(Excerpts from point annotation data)
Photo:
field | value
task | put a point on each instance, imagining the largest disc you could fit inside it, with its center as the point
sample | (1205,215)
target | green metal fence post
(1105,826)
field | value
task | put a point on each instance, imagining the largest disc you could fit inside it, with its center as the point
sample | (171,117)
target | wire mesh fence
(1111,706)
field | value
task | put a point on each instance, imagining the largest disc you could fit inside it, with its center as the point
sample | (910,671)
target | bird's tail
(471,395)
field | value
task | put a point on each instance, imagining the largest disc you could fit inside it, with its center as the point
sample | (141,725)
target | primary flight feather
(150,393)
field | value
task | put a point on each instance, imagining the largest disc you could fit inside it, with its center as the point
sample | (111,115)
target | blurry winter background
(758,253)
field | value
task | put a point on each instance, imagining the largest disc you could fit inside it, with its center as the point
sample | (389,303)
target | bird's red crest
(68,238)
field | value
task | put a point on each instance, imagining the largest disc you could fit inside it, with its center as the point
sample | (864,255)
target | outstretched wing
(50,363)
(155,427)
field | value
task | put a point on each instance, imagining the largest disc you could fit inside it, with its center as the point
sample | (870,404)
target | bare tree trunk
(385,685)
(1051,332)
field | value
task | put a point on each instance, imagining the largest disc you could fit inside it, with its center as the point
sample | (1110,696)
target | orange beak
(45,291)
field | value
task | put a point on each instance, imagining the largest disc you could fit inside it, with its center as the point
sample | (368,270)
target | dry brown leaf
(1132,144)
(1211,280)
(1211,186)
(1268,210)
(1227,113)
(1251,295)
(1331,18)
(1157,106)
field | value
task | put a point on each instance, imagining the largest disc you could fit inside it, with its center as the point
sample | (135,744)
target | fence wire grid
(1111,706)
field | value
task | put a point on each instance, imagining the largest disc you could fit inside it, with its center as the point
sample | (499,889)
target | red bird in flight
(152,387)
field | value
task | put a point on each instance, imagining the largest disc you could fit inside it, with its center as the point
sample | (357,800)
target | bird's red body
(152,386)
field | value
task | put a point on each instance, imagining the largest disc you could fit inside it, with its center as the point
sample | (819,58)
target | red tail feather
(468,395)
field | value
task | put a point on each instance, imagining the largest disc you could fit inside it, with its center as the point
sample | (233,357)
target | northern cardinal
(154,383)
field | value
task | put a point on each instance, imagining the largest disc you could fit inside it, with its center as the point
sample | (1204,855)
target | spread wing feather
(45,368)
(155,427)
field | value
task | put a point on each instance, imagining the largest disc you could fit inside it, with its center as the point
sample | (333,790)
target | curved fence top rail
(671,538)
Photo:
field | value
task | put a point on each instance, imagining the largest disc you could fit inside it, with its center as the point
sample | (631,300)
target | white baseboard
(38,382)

- **Exercise**: Make an exact copy of every entry.

- **Complete output**:
Photo:
field | value
task | put a point on each instance, imagining the largest disc you could fit inside it, with its center as the point
sample | (1205,215)
target | green metal fence post
(1105,826)
field | value
task | put a point on each instance, imagining the largest disc you could fit inside it, with its center as the point
sample | (171,117)
target | wire mesh fence
(1111,706)
field | value
task | put a point on each instance, imagining the largest disc you could fit inside it, with its center as the point
sample | (910,671)
target | bird's tail
(471,395)
field | value
task | put a point on each instance, imagining the largest disc you could fit inside it, with its center as the point
sample | (141,725)
target | primary flight feather
(150,393)
field | value
task | put a point on each instance, imagining the largest disc you could fit inside it, with its center as the point
sample | (111,115)
target | blurry winter background
(758,253)
field | value
task | put a point on each instance, imagining the largest disc you could fit inside it, with its center as the point
sample | (389,303)
target | bird's red crest
(68,238)
field | value
task | put a point on each instance, imagining the largest disc you could fit inside it, with its center as the point
sample | (864,255)
target | outstretched wing
(50,363)
(155,427)
field | value
task | put a point on each instance, imagining the largest disc you could fit inside it, with its center as the point
sample | (870,404)
target | bare tree trunk
(385,685)
(1051,332)
field | value
task | put a point on each instance, imagining the largest disc you could fit inside it, with its center as the point
sample | (1110,696)
target | orange beak
(45,291)
field | value
task | put a point on each instance, imagining the largest disc you could fit inside it, with its center as the point
sample | (368,270)
target | dry brown leaf
(1132,144)
(1211,280)
(1211,186)
(1268,210)
(1227,113)
(1251,295)
(1331,18)
(1157,106)
field | value
task | put a point on each instance, imagining the largest disc you could fit inside it, with its center as the point
sample | (135,744)
target | fence wire grid
(1111,706)
field | value
task | put a point on each instance, imagining the largest disc you could fit inside it, with its center as the point
sample | (499,889)
target | red bird in flight
(152,387)
field | value
task | put a point on each instance, imagining the largest disc you could fit inside it, with its center as the point
sample | (357,800)
target | bird's red body
(152,386)
field | value
task | put a point on each instance, imagining the largest disc you could fit inside it, with its center as the point
sample | (819,58)
target | red tail feather
(468,395)
field | value
task | put a point on each instance, imagining the largest disc you could fit inside it, with its center as the point
sample | (233,357)
target | northern cardinal
(154,383)
field | value
task | put a point on each instance, imagining the largest disc you could fit inside it, with its center as the point
sample | (1204,855)
target | spread wing feather
(45,368)
(155,427)
field | value
task | put a point on each instance, imagining the largest disc you could fit inside it, with its center as the point
sample | (333,790)
target | curved fence top rail
(671,538)
Photo:
field | value
task | put a point on each instance, imagining the largest disc you could fit inside it, with its center as the point
sample | (631,300)
target | white baseboard
(38,382)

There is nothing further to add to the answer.